Write out exactly the lines from the one containing "the front wheel" through the last line of the records below, and no others.

(DATA SUPPLIED begins)

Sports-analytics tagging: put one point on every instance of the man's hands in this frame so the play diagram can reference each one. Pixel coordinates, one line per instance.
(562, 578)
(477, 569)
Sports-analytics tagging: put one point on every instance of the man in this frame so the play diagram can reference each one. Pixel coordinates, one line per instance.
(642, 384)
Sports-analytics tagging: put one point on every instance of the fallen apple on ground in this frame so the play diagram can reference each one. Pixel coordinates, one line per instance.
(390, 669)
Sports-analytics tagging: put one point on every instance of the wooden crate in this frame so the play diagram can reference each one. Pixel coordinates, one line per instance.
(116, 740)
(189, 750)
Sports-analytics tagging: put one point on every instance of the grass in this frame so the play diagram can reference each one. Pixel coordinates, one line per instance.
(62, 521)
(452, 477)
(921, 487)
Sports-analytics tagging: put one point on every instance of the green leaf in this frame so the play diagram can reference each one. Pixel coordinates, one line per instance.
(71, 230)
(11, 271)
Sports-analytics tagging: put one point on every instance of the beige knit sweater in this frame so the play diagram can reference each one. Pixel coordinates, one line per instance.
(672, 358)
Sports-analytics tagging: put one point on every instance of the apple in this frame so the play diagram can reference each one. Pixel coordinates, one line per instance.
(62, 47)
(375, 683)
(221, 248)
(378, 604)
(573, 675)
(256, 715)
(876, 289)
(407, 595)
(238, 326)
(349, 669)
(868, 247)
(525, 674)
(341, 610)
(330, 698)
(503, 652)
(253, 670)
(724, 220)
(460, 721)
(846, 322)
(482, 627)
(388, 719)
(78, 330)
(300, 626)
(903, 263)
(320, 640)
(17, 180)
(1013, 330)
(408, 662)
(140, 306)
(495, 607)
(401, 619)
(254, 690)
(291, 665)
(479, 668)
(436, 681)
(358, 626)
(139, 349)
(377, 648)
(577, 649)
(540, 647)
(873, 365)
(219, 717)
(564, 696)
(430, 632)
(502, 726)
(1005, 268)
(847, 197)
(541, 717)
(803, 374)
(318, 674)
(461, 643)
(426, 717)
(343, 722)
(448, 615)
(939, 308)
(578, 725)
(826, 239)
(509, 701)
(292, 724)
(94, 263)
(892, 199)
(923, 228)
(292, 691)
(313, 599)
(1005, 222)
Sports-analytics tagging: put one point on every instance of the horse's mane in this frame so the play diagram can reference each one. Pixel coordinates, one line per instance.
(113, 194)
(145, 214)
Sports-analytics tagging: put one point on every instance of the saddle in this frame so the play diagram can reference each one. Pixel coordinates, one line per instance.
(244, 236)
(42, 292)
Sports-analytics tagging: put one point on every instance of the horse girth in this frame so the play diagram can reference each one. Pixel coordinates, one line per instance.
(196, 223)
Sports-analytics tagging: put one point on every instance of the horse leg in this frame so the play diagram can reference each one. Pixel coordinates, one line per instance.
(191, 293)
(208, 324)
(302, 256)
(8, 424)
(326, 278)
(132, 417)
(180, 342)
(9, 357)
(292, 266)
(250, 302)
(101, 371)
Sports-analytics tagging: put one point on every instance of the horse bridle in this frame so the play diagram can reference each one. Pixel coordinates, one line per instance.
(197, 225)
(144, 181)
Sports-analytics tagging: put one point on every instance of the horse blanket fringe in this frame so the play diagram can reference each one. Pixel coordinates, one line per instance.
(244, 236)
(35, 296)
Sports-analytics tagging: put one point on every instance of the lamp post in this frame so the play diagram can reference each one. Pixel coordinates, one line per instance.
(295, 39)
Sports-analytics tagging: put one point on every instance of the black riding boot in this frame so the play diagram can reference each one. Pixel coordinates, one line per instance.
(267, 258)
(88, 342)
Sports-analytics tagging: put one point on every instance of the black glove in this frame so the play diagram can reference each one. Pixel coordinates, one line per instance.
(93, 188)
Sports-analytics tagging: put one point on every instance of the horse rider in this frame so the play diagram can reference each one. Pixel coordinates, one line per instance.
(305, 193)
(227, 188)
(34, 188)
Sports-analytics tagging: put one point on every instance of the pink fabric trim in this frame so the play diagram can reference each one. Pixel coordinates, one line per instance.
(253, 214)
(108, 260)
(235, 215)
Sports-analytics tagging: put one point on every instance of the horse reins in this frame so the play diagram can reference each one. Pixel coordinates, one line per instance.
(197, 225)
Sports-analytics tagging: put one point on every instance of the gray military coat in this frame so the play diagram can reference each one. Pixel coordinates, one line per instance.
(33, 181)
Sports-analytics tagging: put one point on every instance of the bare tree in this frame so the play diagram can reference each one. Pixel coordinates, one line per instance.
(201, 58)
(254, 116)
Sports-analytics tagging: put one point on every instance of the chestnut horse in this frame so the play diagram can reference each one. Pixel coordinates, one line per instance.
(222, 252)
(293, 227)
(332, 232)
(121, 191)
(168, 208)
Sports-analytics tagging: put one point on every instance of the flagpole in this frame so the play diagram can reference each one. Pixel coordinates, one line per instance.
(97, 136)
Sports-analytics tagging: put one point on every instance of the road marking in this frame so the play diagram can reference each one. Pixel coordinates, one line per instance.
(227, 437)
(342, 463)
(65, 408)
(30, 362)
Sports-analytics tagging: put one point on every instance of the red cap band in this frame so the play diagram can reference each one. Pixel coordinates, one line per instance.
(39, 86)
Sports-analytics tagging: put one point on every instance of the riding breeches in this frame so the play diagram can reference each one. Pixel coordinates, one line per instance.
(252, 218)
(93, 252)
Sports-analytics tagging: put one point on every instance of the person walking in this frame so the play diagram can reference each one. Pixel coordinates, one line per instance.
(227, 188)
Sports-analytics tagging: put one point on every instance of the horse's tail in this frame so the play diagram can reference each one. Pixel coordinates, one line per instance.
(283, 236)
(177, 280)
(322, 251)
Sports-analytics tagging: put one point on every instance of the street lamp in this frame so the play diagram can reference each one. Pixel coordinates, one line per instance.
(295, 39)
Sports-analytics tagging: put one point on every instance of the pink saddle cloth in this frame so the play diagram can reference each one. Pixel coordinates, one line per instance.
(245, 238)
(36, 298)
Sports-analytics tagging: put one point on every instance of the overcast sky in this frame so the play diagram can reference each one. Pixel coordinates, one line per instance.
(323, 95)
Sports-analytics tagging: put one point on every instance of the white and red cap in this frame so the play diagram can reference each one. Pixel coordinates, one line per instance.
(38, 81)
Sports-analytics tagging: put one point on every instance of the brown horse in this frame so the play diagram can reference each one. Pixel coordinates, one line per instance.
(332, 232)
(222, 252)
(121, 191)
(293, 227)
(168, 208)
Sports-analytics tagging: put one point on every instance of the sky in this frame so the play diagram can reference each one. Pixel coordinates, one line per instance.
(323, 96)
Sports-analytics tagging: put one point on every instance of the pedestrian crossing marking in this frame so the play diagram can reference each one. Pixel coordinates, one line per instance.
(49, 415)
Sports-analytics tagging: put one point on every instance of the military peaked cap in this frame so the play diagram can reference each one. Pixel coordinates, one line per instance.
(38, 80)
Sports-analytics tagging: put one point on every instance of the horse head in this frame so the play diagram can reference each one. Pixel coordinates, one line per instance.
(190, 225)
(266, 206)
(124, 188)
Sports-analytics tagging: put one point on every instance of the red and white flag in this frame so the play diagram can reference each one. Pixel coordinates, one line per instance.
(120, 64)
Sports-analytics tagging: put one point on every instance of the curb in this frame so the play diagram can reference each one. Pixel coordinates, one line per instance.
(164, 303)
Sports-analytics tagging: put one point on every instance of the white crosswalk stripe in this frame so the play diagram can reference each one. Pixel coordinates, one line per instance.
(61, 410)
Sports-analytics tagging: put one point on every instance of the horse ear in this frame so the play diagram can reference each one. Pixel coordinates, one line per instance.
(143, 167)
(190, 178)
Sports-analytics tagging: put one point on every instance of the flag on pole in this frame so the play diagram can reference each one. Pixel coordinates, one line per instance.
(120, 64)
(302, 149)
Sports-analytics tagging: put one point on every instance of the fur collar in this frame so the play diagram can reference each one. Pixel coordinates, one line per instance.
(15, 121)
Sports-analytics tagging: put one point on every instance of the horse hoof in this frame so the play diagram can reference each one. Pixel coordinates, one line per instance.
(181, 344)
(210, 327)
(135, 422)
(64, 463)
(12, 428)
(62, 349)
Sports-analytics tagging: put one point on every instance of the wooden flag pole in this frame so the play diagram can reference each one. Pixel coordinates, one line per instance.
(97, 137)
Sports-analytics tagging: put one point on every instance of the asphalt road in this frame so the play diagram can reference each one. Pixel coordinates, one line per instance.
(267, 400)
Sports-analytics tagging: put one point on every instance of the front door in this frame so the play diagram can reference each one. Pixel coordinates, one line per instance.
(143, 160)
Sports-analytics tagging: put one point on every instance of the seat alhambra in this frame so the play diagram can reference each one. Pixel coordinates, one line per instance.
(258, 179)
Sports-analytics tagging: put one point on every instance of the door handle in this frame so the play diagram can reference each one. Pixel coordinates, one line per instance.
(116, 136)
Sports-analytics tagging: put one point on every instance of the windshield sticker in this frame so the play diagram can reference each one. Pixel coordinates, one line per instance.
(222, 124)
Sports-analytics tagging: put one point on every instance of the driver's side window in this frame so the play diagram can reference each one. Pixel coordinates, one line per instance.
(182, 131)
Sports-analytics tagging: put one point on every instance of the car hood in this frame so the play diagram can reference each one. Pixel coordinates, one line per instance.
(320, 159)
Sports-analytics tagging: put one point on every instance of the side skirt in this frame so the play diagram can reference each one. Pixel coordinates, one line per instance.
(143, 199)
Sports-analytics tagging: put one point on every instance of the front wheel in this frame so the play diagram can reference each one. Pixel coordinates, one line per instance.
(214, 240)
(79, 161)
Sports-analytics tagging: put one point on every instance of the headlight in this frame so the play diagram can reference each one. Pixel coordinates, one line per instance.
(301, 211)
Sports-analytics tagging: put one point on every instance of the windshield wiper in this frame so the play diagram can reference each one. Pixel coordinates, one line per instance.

(DATA SUPPLIED ends)

### OUTPUT BELOW
Sports-analytics tagging: put one point on every instance of the front wheel in this frame so the play diagram can reference each one. Pixel coordinates, one line per instance.
(214, 240)
(79, 161)
Sports-analytics tagging: put one point on every instance of the headlight in this frame so the play diagram can reference each one. Pixel coordinates, one line per instance.
(301, 211)
Sports-analytics tagging: put one point on every instance of the windshield wiper in this frame so the play diagram can reference each one. Pixel coordinates, one line per instance.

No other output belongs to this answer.